• **短い課題**
「Double-check for me: the thin」を含む行で始まり「[22,151,336,432]」を含む行で終わる部分(両端を含む)の項目だけを、列名を「依頼文」と「回答」とする2列のCSVに変換してください。1件を1行とし、各値は改行を空白に置き換えて引用符付きの1フィールドに収め、画像は含めないでください。

+ + + +

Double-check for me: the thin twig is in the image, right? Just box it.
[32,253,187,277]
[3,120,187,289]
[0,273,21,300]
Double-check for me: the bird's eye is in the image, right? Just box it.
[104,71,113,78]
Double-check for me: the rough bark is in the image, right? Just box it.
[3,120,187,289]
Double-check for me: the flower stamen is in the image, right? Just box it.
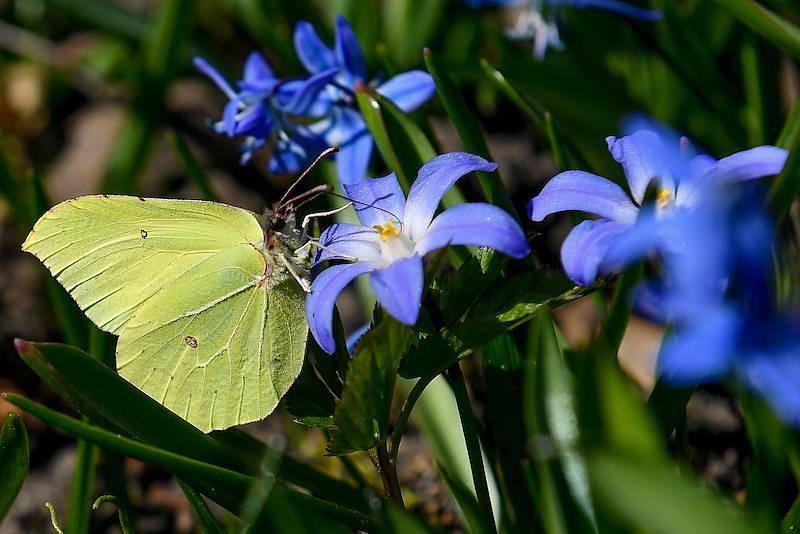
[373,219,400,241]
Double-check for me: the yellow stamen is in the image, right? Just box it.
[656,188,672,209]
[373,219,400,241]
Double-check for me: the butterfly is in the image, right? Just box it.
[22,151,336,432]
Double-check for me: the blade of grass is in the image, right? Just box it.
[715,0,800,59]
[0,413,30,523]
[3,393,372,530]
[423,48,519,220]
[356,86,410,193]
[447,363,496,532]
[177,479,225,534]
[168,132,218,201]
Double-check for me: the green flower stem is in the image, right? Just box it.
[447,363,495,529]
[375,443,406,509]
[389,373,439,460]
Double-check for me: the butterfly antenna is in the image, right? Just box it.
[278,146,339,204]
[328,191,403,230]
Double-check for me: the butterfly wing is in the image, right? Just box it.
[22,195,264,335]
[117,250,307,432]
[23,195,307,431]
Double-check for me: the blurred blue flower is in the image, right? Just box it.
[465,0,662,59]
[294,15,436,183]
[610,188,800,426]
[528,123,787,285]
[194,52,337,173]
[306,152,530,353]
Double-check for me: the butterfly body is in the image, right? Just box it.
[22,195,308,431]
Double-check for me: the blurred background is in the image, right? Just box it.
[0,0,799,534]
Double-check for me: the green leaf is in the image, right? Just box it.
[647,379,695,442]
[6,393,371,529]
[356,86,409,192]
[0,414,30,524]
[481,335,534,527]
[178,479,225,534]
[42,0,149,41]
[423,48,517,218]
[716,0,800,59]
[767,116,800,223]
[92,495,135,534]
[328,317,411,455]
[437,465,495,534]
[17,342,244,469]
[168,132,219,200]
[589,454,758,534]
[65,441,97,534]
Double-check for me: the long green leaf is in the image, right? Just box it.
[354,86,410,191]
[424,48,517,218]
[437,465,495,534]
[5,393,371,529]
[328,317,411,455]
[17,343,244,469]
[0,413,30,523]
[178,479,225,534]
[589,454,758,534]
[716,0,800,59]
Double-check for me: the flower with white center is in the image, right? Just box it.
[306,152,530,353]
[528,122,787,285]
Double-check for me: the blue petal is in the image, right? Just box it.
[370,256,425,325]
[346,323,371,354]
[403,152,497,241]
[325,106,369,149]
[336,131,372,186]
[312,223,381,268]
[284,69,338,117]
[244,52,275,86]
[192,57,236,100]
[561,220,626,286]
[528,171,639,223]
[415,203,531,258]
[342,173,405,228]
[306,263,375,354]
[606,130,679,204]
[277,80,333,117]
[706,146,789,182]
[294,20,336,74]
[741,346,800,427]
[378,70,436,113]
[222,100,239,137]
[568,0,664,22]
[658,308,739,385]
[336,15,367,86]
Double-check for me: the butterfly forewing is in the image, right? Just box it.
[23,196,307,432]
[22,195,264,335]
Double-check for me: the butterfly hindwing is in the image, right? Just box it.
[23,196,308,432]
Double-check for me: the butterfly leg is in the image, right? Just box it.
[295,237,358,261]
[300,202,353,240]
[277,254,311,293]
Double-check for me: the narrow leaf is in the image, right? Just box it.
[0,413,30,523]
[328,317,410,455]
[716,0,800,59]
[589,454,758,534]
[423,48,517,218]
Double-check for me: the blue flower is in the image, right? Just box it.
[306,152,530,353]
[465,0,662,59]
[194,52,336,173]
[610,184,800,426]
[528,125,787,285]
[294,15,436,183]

+ + + +

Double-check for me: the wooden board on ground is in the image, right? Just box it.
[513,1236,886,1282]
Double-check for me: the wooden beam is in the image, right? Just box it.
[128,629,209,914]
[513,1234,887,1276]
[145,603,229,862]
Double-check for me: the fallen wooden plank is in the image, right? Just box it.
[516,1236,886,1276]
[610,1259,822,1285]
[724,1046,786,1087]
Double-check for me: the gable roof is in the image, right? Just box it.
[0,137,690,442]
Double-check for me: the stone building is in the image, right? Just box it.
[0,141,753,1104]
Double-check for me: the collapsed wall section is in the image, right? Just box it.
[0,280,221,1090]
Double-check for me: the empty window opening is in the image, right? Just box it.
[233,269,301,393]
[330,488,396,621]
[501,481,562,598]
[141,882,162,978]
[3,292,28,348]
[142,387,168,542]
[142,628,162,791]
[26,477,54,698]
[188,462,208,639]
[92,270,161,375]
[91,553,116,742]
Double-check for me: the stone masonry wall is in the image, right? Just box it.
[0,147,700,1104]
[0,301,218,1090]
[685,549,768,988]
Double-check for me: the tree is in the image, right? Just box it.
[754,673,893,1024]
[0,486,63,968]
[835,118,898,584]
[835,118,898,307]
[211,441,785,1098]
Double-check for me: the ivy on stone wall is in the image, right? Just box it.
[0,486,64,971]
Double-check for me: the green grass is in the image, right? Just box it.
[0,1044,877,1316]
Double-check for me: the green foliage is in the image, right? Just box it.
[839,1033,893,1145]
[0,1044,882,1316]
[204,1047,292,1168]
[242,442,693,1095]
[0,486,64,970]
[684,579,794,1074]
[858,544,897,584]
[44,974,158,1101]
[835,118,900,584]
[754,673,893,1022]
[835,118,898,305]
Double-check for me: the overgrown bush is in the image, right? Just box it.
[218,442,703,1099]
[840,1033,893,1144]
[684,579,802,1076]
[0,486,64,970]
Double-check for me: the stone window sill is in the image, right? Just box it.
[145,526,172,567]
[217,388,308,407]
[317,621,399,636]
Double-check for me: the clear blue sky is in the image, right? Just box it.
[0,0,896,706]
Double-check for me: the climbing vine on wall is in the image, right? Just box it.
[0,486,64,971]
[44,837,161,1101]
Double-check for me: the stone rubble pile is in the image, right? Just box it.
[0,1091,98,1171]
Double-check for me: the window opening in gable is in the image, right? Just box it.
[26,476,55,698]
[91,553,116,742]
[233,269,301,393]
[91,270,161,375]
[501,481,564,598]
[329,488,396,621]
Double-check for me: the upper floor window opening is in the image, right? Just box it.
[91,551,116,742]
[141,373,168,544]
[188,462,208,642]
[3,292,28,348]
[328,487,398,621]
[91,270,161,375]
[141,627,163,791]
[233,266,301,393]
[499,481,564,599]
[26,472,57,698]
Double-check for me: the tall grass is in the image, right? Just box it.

+ + + +

• **完全な出力**
依頼文,回答
"Double-check for me: the thin twig is in the image, right? Just box it.","[32,253,187,277] [3,120,187,289] [0,273,21,300]"
"Double-check for me: the bird's eye is in the image, right? Just box it.","[104,71,113,78]"
"Double-check for me: the rough bark is in the image, right? Just box it.","[3,120,187,289]"
"Double-check for me: the flower stamen is in the image, right? Just box it.","[373,219,400,241]"
"Double-check for me: the yellow stamen is in the image, right? Just box it.","[656,188,672,209] [373,219,400,241]"
"Double-check for me: the butterfly is in the image, right? Just box it.","[22,151,336,432]"